» **Objective**:
Repeat the material in full. Keep every line exactly as it is.

» **Input**:
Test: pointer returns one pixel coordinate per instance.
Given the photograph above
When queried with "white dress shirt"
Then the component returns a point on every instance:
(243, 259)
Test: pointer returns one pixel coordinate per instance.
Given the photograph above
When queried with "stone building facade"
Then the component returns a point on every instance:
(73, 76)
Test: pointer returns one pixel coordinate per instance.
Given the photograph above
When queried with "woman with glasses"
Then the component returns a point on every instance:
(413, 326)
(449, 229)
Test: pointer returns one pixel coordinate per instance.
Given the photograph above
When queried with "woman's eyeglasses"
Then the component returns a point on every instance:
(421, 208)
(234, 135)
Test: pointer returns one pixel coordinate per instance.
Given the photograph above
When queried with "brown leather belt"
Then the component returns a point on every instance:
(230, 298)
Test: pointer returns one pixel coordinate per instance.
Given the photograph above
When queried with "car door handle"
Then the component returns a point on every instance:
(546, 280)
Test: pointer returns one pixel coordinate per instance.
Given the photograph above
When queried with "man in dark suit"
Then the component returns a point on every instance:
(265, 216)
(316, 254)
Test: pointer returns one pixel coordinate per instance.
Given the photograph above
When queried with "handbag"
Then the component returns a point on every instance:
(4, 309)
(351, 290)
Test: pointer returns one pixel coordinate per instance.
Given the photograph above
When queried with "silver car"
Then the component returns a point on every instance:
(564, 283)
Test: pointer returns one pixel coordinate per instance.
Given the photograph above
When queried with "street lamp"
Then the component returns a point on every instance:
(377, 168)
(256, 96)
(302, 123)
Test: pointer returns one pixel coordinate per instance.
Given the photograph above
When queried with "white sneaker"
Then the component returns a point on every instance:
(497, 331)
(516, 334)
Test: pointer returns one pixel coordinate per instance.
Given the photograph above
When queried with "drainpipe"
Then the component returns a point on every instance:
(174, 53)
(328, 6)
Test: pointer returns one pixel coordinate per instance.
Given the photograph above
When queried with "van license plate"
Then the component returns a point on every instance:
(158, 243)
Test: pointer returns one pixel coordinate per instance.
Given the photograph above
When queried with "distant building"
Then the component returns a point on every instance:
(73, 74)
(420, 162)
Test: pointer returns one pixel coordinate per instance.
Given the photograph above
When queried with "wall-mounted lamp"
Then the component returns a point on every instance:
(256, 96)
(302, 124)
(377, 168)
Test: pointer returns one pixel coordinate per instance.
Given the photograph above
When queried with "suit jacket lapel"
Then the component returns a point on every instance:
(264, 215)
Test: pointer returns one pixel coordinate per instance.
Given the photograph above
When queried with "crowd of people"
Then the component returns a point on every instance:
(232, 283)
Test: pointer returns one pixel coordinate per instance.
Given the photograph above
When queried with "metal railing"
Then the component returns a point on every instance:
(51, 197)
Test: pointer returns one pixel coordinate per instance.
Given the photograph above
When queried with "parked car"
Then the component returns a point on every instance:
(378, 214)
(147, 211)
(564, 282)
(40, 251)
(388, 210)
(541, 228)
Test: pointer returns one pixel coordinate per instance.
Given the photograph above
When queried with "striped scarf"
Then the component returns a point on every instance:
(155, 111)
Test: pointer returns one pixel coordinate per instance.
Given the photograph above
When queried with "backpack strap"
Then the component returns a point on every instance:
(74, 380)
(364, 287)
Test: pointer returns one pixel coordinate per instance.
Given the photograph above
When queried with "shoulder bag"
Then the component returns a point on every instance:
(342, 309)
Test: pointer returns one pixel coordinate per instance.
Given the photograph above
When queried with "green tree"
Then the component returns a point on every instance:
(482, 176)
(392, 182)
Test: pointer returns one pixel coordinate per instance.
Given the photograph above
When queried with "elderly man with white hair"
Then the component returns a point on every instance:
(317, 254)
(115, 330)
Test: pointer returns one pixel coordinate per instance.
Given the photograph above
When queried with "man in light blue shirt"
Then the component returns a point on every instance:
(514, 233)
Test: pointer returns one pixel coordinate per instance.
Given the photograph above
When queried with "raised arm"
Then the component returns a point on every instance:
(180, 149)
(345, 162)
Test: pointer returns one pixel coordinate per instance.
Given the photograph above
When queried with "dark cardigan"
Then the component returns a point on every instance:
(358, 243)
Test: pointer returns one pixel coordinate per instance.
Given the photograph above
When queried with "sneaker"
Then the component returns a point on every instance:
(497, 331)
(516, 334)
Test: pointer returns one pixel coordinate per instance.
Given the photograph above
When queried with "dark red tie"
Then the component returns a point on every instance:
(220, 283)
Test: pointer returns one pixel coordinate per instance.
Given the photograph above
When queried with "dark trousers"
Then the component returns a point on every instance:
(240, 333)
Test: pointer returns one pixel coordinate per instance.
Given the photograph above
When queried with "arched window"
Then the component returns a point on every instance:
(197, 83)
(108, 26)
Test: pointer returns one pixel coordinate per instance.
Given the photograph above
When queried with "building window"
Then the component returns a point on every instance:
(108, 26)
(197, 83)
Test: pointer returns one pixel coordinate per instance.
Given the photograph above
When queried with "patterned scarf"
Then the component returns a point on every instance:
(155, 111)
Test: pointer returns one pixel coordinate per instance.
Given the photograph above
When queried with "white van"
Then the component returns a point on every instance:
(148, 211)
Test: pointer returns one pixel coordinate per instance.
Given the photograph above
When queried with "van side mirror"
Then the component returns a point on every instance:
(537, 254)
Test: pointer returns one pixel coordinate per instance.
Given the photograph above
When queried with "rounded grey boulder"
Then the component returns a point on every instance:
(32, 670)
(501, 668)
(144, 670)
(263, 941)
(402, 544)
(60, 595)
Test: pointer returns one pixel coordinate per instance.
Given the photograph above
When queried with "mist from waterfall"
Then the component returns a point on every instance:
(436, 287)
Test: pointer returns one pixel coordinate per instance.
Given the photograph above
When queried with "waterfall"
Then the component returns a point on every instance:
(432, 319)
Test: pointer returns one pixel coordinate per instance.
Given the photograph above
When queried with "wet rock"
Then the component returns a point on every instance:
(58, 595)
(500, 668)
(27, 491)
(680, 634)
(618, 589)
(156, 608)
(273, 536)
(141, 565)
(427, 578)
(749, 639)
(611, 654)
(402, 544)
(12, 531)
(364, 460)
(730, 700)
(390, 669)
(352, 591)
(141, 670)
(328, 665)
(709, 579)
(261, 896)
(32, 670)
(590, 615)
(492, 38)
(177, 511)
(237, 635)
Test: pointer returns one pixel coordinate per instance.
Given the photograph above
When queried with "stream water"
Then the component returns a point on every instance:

» **Reply to the task**:
Test: pointer returns one pixel coordinate per instance.
Given the photograph above
When queried with "white dress shirt"
Then the component returns a point on every instance:
(243, 259)
Test: pointer returns one pixel coordinate per instance.
Given the photograph above
When queried with "stone building facade"
Then the component returns a point on every instance:
(73, 76)
Test: pointer returns one pixel coordinate per instance.
Given the photograph above
When queried with "woman with glasses"
Then the component returns a point on every instance:
(413, 326)
(449, 229)
Test: pointer returns one pixel coordinate per instance.
Given the photograph above
When queried with "woman's eyeglasses"
Then the component returns a point on every instance:
(421, 208)
(234, 135)
Test: pointer returns one pixel coordinate per instance.
Given the photograph above
When queried with "brown leather belt"
Then the component returns a point on every instance:
(230, 298)
Test: pointer returns one pixel coordinate per instance.
Given the photograph above
When queried with "car door handle"
Then the component returns a point on every instance:
(546, 280)
Test: pointer returns one pixel coordinate per instance.
Given the photograph above
When queried with "man in dark suit"
Then the component returns a point on every instance:
(265, 216)
(316, 254)
Test: pointer returns one pixel coordinate per instance.
Given the photograph above
When queried with "handbag"
Then the component returns a point on every instance:
(4, 309)
(351, 290)
Test: pointer returns one pixel coordinate per instance.
Given the photograph above
When queried with "silver car"
Then the component returns a point on every instance:
(564, 283)
Test: pointer returns one pixel coordinate per instance.
Given the photograph above
When queried with "street lamp"
Then the component returns a point on every instance:
(377, 168)
(256, 96)
(302, 123)
Test: pointer returns one pixel coordinate per instance.
Given the photograph above
When queried with "white sneaker"
Then the component returns a point on every instance:
(497, 331)
(516, 334)
Test: pointer returns one pixel coordinate per instance.
Given the photograph above
When queried with "drainpipe"
Then the component returns a point on every instance:
(174, 53)
(328, 6)
Test: pointer returns one pixel coordinate per instance.
Given the photograph above
When queried with "van license plate"
Then the component returns a point on every instance:
(158, 243)
Test: pointer returns one pixel coordinate per instance.
Given the photograph above
When queried with "distant building"
Then the component returns a point on every instance:
(73, 74)
(420, 162)
Test: pointer returns one pixel coordinate per instance.
Given the photograph above
When queried with "wall-mounted lamp"
Then the component returns a point on every instance:
(256, 96)
(302, 124)
(377, 168)
Test: pointer returns one pixel coordinate per instance.
Given the photograph above
When queried with "suit jacket lapel"
Then the component returns a point on every instance:
(264, 215)
Test: pointer returns one pixel coordinate per instance.
Given the photograph above
When queried with "crowd of people"
Then the component returns a point on every instance:
(232, 283)
Test: pointer returns one pixel coordinate per instance.
Given the photograph above
When queried with "metal railing"
Then the component returns a point on every instance:
(51, 197)
Test: pointer returns one pixel coordinate per instance.
Given the photograph above
When queried with "parked car"
Then the component returns a point on every instance:
(378, 214)
(147, 211)
(564, 282)
(40, 251)
(388, 210)
(541, 228)
Test: pointer returns one pixel coordinate per instance.
Given the photograph above
When queried with "striped scarf"
Then the component returns a point on every instance:
(155, 111)
Test: pointer returns one pixel coordinate per instance.
Given the photograph above
When queried with "backpack strap"
Then the component returns a point on every instance:
(74, 380)
(364, 287)
Test: pointer returns one pixel coordinate per instance.
Given the photograph above
When queried with "shoulder bag"
Then the component returns a point on every instance:
(342, 309)
Test: pointer returns one pixel coordinate per instance.
Given the photograph above
When queried with "green tree"
Then the component returns a point on every instance:
(482, 176)
(392, 182)
Test: pointer returns one pixel coordinate per instance.
Given the photograph above
When queried with "elderly man with white hair"
Then the component returns a point on every instance:
(317, 254)
(115, 330)
Test: pointer returns one pixel coordinate per instance.
Given the photograph above
When queried with "man in light blue shirt"
Then the component returns a point on every instance:
(514, 233)
Test: pointer returns one pixel coordinate per instance.
Given the photograph above
When queried with "raised arm"
Then the component returns a point on every instance:
(180, 149)
(345, 162)
Test: pointer returns one pixel coordinate per instance.
Given the photograph above
When queried with "dark cardigan"
Then the component returns a point on every instance:
(358, 243)
Test: pointer returns one pixel coordinate per instance.
Given the photograph above
When queried with "sneaker"
Then the component returns a point on every instance:
(497, 331)
(516, 334)
Test: pointer returns one pixel coordinate per instance.
Given the photograph above
When queried with "dark red tie"
Then the component returns a point on every instance:
(220, 283)
Test: pointer returns one pixel coordinate per instance.
Given the photograph above
When queried with "dark trousers"
Then the component returns a point on every instance:
(240, 333)
Test: pointer returns one pixel coordinate per instance.
Given the photograph above
When queried with "arched window"
Then the component returns a point on every instance:
(197, 83)
(108, 26)
Test: pointer returns one pixel coordinate per instance.
Given the photograph above
When queried with "building window"
Then the component returns a point on every instance:
(108, 26)
(197, 83)
Test: pointer returns one pixel coordinate per instance.
Given the photograph above
When queried with "patterned scarf"
Then the component returns a point on every instance:
(155, 111)
Test: pointer returns one pixel coordinate per instance.
Given the photograph above
When queried with "white van"
Then the component returns a point on every instance:
(148, 211)
Test: pointer returns one pixel coordinate per instance.
Given the photograph above
When queried with "van side mirror"
Then the component returns a point on every instance:
(537, 254)
Test: pointer returns one pixel coordinate per instance.
Given the photograph above
When queried with "rounded grey boulder"
Then the component returns a point on every instance:
(32, 670)
(501, 668)
(144, 670)
(263, 941)
(402, 544)
(60, 595)
Test: pointer returns one pixel coordinate per instance.
Given the photograph above
When queried with "mist from waterfall"
Then the component returns a point on every instance:
(436, 287)
Test: pointer returns one pixel coordinate per instance.
Given the photograph above
When queried with "waterfall"
Then the component returns a point on every instance:
(432, 319)
Test: pointer returns one pixel coordinate per instance.
Given the photograph above
When queried with "wet rock"
Then the component returns a point on every instance:
(58, 595)
(500, 668)
(27, 491)
(680, 634)
(618, 589)
(156, 608)
(273, 536)
(141, 565)
(427, 578)
(749, 639)
(611, 654)
(402, 544)
(12, 531)
(364, 460)
(730, 700)
(390, 669)
(352, 591)
(141, 670)
(328, 665)
(709, 579)
(261, 896)
(32, 670)
(590, 615)
(492, 38)
(177, 511)
(237, 635)
Test: pointer returns one pixel coordinate per instance.
Given the photograph above
When queried with "stream water"
Then the component returns a point on every instance:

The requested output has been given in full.